+++ Available data
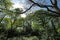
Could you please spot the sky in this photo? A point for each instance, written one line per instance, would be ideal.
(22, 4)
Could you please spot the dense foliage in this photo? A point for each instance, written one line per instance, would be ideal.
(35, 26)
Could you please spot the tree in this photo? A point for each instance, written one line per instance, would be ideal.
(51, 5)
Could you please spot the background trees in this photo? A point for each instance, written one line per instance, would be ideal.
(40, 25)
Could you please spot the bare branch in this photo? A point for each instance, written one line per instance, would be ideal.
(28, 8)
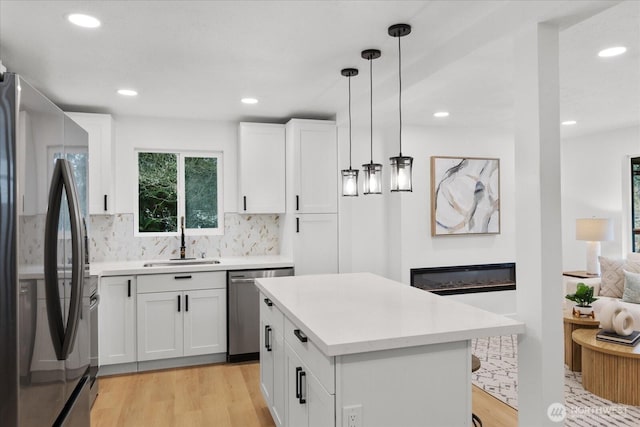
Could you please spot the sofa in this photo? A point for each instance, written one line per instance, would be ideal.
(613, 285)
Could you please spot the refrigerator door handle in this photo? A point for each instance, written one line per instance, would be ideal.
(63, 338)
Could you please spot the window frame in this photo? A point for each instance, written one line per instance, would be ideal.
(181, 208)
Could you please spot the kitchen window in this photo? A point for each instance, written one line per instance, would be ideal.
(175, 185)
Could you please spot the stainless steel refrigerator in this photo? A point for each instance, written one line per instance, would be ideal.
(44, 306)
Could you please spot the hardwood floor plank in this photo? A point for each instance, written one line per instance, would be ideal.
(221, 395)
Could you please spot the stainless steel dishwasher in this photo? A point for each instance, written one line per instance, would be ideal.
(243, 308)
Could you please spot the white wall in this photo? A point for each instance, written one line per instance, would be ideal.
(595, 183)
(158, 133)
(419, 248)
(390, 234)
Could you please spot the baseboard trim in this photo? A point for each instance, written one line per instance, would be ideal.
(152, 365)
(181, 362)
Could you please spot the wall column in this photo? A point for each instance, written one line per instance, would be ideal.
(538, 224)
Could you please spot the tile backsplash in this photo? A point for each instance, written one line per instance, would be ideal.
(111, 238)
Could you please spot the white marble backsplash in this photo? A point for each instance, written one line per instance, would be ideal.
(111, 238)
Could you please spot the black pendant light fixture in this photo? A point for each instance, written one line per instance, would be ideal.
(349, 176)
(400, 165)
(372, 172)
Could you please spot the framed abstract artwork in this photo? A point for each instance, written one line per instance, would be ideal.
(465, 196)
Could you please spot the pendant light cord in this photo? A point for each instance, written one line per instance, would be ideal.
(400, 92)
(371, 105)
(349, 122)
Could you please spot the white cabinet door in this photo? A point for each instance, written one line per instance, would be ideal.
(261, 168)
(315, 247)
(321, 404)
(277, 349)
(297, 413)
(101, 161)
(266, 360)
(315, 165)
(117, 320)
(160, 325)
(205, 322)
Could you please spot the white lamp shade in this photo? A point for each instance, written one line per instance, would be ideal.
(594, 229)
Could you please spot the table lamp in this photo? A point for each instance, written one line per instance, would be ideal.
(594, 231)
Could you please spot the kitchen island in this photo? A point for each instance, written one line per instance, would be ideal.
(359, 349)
++++++
+++ Available data
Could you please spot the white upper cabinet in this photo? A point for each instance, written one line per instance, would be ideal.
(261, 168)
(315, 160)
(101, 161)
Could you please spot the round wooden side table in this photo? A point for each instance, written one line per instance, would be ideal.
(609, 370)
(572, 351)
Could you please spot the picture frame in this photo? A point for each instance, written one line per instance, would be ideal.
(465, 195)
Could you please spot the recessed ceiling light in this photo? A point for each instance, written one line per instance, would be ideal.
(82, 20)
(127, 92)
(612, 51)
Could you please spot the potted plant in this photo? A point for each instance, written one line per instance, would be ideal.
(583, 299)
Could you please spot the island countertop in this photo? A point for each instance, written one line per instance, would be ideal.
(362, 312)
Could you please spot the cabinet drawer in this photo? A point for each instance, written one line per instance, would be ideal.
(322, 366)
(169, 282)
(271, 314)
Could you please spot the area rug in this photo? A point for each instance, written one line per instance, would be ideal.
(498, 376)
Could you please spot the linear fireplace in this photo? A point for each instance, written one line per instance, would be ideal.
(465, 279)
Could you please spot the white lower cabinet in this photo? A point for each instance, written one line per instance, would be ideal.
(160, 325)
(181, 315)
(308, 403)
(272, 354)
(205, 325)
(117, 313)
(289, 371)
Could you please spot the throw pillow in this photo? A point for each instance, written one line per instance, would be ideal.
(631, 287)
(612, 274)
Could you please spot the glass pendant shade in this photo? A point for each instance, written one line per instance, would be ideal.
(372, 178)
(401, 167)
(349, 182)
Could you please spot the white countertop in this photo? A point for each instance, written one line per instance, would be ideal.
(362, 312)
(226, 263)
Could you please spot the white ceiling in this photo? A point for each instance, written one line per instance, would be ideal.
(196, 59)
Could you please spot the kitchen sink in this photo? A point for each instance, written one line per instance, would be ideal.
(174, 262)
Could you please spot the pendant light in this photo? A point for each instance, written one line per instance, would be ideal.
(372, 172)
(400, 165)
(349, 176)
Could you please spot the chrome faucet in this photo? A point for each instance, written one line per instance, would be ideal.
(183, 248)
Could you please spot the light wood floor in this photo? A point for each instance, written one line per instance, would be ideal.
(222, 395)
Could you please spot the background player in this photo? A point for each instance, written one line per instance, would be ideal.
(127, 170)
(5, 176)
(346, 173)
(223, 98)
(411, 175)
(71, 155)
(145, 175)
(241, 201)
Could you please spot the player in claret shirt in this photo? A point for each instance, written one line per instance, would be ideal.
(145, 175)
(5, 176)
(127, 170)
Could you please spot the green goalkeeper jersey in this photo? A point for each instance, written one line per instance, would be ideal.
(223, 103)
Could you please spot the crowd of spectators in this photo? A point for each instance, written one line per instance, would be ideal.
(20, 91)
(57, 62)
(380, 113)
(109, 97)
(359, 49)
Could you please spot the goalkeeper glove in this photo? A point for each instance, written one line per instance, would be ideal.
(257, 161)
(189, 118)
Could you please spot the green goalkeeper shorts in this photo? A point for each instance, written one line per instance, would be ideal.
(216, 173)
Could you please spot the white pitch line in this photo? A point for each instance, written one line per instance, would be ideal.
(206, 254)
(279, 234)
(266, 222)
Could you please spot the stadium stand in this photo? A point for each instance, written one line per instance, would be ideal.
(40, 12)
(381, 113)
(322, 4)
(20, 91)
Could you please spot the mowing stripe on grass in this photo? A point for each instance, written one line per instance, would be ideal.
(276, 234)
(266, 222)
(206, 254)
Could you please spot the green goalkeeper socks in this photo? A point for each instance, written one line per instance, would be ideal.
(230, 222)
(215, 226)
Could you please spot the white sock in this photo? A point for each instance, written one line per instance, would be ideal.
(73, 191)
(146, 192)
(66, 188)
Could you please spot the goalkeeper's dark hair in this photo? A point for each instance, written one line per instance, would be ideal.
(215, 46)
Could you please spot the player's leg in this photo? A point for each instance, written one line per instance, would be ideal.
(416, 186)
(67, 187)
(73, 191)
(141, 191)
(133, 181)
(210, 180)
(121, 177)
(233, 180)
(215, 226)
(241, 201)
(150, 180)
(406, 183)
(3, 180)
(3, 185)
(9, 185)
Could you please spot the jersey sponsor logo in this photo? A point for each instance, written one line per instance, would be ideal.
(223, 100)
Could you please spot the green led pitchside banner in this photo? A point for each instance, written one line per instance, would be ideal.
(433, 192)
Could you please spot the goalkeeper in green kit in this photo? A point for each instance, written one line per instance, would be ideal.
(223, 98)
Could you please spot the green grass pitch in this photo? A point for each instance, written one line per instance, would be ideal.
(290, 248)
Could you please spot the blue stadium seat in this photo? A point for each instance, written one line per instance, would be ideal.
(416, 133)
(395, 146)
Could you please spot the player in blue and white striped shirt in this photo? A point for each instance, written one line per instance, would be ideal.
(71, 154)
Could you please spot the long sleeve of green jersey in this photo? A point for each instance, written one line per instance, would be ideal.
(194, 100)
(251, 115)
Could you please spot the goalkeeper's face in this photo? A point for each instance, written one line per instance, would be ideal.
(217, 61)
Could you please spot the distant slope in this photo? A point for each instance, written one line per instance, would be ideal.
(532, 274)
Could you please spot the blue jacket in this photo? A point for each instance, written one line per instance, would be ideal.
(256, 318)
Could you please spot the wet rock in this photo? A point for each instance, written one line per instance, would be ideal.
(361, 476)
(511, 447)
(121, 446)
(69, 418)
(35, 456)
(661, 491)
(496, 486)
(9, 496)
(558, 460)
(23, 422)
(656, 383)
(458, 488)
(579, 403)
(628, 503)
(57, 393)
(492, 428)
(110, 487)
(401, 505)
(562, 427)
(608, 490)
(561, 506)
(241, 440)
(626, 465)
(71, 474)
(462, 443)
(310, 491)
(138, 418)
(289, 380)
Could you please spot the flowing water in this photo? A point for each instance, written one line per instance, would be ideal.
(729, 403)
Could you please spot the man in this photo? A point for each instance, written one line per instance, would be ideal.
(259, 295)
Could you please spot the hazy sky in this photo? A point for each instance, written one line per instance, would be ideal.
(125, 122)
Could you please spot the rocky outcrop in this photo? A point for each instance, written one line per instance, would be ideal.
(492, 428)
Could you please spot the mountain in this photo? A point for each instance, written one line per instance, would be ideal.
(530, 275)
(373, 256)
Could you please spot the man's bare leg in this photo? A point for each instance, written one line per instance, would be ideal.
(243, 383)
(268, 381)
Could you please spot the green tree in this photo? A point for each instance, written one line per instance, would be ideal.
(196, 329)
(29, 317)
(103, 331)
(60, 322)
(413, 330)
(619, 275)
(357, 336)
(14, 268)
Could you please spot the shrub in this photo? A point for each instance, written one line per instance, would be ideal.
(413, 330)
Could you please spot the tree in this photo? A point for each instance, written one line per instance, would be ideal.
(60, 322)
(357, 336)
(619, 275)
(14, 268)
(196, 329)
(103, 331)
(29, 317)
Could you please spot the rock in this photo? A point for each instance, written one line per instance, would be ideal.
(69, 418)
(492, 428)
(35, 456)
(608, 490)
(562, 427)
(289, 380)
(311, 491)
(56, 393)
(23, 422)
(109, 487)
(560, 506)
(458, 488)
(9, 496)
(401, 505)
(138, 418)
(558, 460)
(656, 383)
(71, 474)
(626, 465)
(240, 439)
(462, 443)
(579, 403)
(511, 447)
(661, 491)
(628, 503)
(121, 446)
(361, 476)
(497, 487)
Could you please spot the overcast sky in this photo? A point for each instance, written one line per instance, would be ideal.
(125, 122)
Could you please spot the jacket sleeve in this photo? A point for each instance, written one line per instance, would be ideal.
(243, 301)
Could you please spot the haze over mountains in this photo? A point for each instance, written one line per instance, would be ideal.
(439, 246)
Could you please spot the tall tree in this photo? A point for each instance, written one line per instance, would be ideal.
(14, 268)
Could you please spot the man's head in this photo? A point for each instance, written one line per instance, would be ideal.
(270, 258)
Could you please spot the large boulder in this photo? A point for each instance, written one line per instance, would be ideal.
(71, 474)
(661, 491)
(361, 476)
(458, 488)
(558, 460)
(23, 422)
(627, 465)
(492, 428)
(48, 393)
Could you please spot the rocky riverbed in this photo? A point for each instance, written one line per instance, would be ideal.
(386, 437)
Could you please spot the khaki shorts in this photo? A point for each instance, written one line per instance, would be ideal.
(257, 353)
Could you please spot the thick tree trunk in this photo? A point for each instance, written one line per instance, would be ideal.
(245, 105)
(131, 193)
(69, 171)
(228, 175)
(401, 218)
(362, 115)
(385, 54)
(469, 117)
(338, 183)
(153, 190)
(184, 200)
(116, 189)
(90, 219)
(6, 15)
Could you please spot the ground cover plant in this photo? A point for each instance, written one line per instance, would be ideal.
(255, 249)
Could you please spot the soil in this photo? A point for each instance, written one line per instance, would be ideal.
++++++
» **Exercise instructions**
Print again the lines of the entries above that fall between the line holding "Could you please spot the khaki" and the line holding "Could you please spot the soil", inclusive, exactly as they stand.

» **Answer to this problem**
Could you please spot the khaki shorts in this photo? A point for each instance, written one line per instance, would be ideal.
(257, 353)
Could you please spot the thick tree trunk in this photo? A point for each instance, written one line per instance, would be ideal.
(245, 105)
(131, 193)
(69, 171)
(228, 175)
(401, 218)
(362, 115)
(385, 54)
(469, 117)
(338, 183)
(153, 190)
(184, 200)
(116, 189)
(90, 219)
(6, 15)
Could you please spot the ground cover plant in this photo? A point for each instance, written one line per instance, would be ideal.
(255, 249)
Could you please spot the soil in this photo? A point for each instance, written one line per instance, would be ideal.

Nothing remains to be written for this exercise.